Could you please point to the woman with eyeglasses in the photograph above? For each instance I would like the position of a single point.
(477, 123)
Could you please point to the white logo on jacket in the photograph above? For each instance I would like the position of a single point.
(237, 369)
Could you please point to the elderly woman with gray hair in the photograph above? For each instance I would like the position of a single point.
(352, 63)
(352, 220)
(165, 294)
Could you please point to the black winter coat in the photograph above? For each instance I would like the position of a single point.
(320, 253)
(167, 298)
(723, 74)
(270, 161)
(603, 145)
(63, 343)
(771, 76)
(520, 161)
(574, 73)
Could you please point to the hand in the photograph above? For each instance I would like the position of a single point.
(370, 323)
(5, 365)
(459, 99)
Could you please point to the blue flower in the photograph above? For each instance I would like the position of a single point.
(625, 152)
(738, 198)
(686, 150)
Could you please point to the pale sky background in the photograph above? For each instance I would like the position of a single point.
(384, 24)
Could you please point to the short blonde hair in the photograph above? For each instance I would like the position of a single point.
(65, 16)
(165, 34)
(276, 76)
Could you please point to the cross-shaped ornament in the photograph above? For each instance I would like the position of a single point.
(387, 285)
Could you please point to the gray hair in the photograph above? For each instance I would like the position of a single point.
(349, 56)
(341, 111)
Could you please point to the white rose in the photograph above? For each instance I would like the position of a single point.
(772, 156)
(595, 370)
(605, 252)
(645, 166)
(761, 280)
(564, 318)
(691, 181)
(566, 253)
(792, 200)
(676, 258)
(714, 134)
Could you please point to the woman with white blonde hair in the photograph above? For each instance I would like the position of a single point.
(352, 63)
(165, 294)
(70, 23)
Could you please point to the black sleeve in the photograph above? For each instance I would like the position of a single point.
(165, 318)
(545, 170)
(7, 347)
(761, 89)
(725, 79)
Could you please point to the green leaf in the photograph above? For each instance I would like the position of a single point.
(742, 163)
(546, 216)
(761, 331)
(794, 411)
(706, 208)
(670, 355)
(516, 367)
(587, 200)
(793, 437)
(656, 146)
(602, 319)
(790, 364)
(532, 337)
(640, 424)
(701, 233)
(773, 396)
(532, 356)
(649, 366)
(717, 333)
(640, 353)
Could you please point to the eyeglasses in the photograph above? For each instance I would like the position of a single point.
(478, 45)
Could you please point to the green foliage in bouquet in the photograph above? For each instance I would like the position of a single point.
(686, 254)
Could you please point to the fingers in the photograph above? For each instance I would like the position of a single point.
________________________
**What the task requires:**
The answer should reproduce each entry above in full.

**Worked solution:**
Could you please point to the woman with eyeglasses in the photograph above? For each instance I would like the position of a single point.
(477, 123)
Could you please point to the white logo on jacket in the photograph above? For each instance I would like the position of a single point.
(237, 369)
Could you please point to the elderly woman with gray hair in the photograph above? For each instance I would like the position of a single point.
(352, 63)
(352, 220)
(165, 294)
Could you please point to the black winter coat in the photograph above? For each instance I would like the position of a single point.
(320, 253)
(167, 298)
(723, 74)
(270, 161)
(603, 145)
(63, 343)
(771, 76)
(520, 161)
(574, 73)
Could you please point to the hand in the photograph above? For each instance I would like the position of a single point.
(370, 323)
(5, 365)
(459, 99)
Could you please point to the blue flower in the photograph above? For each instance I would like the position of a single point.
(625, 152)
(738, 198)
(686, 150)
Could you please point to the pale sky background in the photograph above? For each instance I would like the position of a single point.
(384, 24)
Could you please point to the short blonde hair in the photograph above? For each instance I would like the position of a single point.
(65, 16)
(165, 34)
(276, 76)
Could you please point to the cross-shaped ornament in the photograph above? For each instance I would like the position of a single point.
(387, 285)
Could you please point to the gray hair in the photograph above? For each instance I would like the position of a single point.
(349, 56)
(341, 111)
Could you please point to the white rose in the photograph above? For each instance I would like the position of a single point.
(772, 156)
(595, 370)
(605, 252)
(645, 166)
(761, 280)
(564, 318)
(691, 181)
(566, 253)
(792, 200)
(676, 258)
(714, 134)
Could you please point to the woman with white blonde hair in the photograph above? For each instance I would like the position of a single point.
(352, 63)
(165, 294)
(70, 23)
Could you please point to the black sleeve in the photograph above? For each instance I would like the position of a single point.
(165, 318)
(545, 170)
(7, 347)
(761, 89)
(725, 79)
Could you please point to the green leaf in the photograph above? For each instance I would like the position of a single point.
(742, 163)
(546, 216)
(761, 331)
(794, 411)
(706, 208)
(670, 355)
(516, 367)
(587, 200)
(793, 437)
(656, 146)
(602, 319)
(790, 364)
(532, 337)
(640, 424)
(701, 233)
(773, 396)
(532, 356)
(649, 366)
(717, 333)
(640, 353)
Could you please point to the eyeglasses in the photograph above? For each instance I would like the position of a single point.
(478, 45)
Could you please point to the green foliage in bouquet in the photograph above? For each instance I would like the position of a single point.
(686, 254)
Could you please point to the fingers in the photograph above? For each instance I would like the position of a single point.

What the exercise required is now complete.